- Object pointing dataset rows
>> begin
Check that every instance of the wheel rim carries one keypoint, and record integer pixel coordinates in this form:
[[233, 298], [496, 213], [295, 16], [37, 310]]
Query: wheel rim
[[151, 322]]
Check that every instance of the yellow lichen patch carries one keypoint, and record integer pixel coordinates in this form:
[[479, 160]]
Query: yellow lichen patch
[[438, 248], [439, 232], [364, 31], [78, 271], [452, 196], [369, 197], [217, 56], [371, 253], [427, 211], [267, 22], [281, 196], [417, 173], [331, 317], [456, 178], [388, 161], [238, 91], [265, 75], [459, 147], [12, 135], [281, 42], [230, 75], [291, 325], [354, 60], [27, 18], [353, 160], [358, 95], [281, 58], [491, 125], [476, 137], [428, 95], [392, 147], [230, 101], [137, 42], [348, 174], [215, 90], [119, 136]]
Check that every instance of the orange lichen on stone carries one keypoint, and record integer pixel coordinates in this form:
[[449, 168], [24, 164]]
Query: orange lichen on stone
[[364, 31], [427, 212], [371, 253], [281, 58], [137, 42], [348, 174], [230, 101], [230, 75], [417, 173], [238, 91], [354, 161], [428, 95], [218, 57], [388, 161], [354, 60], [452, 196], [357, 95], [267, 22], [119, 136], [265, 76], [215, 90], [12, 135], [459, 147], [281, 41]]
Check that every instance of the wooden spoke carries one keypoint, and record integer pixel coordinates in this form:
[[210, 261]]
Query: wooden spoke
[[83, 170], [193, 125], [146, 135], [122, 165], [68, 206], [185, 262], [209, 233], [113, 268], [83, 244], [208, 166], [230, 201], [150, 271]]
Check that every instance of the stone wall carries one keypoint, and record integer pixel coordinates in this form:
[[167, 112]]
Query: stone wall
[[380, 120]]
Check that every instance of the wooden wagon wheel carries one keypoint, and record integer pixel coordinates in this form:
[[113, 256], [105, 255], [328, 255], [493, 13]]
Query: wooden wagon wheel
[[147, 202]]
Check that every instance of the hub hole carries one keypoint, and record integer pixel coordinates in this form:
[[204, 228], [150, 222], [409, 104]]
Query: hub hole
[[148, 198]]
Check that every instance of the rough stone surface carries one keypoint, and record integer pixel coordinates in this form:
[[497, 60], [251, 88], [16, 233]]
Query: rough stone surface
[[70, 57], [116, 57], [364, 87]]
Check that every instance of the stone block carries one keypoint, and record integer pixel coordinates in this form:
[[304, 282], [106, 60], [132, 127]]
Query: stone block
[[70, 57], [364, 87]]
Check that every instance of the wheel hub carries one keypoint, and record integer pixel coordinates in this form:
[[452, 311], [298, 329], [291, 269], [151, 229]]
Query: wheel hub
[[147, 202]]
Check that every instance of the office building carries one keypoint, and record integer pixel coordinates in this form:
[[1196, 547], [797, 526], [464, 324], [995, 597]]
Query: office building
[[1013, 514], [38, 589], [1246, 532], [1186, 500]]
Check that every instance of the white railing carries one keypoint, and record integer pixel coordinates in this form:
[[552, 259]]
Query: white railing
>> end
- TASK STATEMENT
Please edit the listing above so that every "carries one keypoint" becomes "has exactly one keypoint", with everything else left as it is.

- EXERCISE OUTPUT
Check that every instance of the wheel rim has exactly one keypoint, and record integer pixel coordinates in this form:
[[233, 298], [496, 213], [295, 16], [37, 310]]
Query: wheel rim
[[151, 322]]
Check that every instance of the yellow lichen patch has exactly one keypoint, and record integer pixel coordinates in this form:
[[479, 160]]
Query: yellow lichen patch
[[438, 248], [439, 232], [364, 31], [78, 271], [452, 196], [369, 197], [217, 56], [371, 253], [427, 211], [267, 22], [281, 196], [417, 173], [331, 317], [456, 178], [388, 161], [238, 91], [265, 75], [459, 147], [12, 135], [281, 42], [230, 75], [291, 325], [354, 60], [27, 18], [353, 160], [358, 95], [281, 58], [491, 125], [476, 137], [428, 95], [392, 147], [230, 101], [137, 42], [348, 174], [215, 90], [119, 136]]
Check that every instance of the orange lichen on stone has exactly one keypoint, and record integer pixel coordinates in this form:
[[449, 168], [24, 164]]
Query: orange lichen on stone
[[364, 31], [427, 212], [371, 253], [281, 58], [137, 42], [348, 174], [230, 101], [230, 75], [417, 173], [238, 91], [354, 161], [428, 95], [218, 57], [388, 161], [354, 60], [452, 196], [357, 95], [267, 22], [119, 136], [265, 76], [215, 90], [12, 135], [459, 147], [281, 41]]
Check that every instance of the wooden spoke has exactly one keypoint, and record integer pixel coordinates in this form:
[[210, 261]]
Query: wooden spoke
[[83, 170], [193, 125], [146, 135], [122, 165], [68, 206], [185, 262], [209, 233], [113, 268], [83, 244], [208, 166], [230, 201], [150, 271]]
Check that every instance of the stone wall has exactly one keypoint, and record integer pixel coordinates in this form:
[[167, 112]]
Query: stone wall
[[380, 120]]
Check that every instance of the wooden wagon wheel has exactly one keypoint, and record integer pixel coordinates in this form:
[[113, 256], [105, 255], [328, 255], [493, 13]]
Query: wooden wagon wheel
[[147, 202]]
Check that every instance of the hub hole has exactly one keypoint, and record integer pixel coordinates in this form:
[[204, 228], [150, 222], [409, 104]]
Query: hub hole
[[148, 198]]
Check that every instance of the rough stone surface has exactly one keypoint, and record integer pixel coordinates in this form:
[[497, 60], [251, 88], [16, 233]]
Query: rough stone surface
[[70, 57], [116, 57], [364, 87]]
Check that every instance of the stone block has exactly one keypoint, and record integer pixel coordinates in this form:
[[304, 282], [106, 60], [132, 127]]
Query: stone block
[[70, 57], [364, 87]]
Check that every instance of the wheel hub has exactly one keypoint, and record integer pixel coordinates in this form:
[[452, 311], [298, 329], [291, 269], [151, 229]]
Query: wheel hub
[[147, 202]]
Check that every instance of the office building has exactly one keypoint, and record integer pixel coordinates in this form:
[[1196, 547], [797, 526], [464, 324], [995, 597]]
Query: office building
[[1013, 514], [38, 589], [1246, 532], [1186, 500]]
Check that every instance of the white railing has exactly one keypoint, and record integer pixel coordinates in this form:
[[552, 259]]
Query: white railing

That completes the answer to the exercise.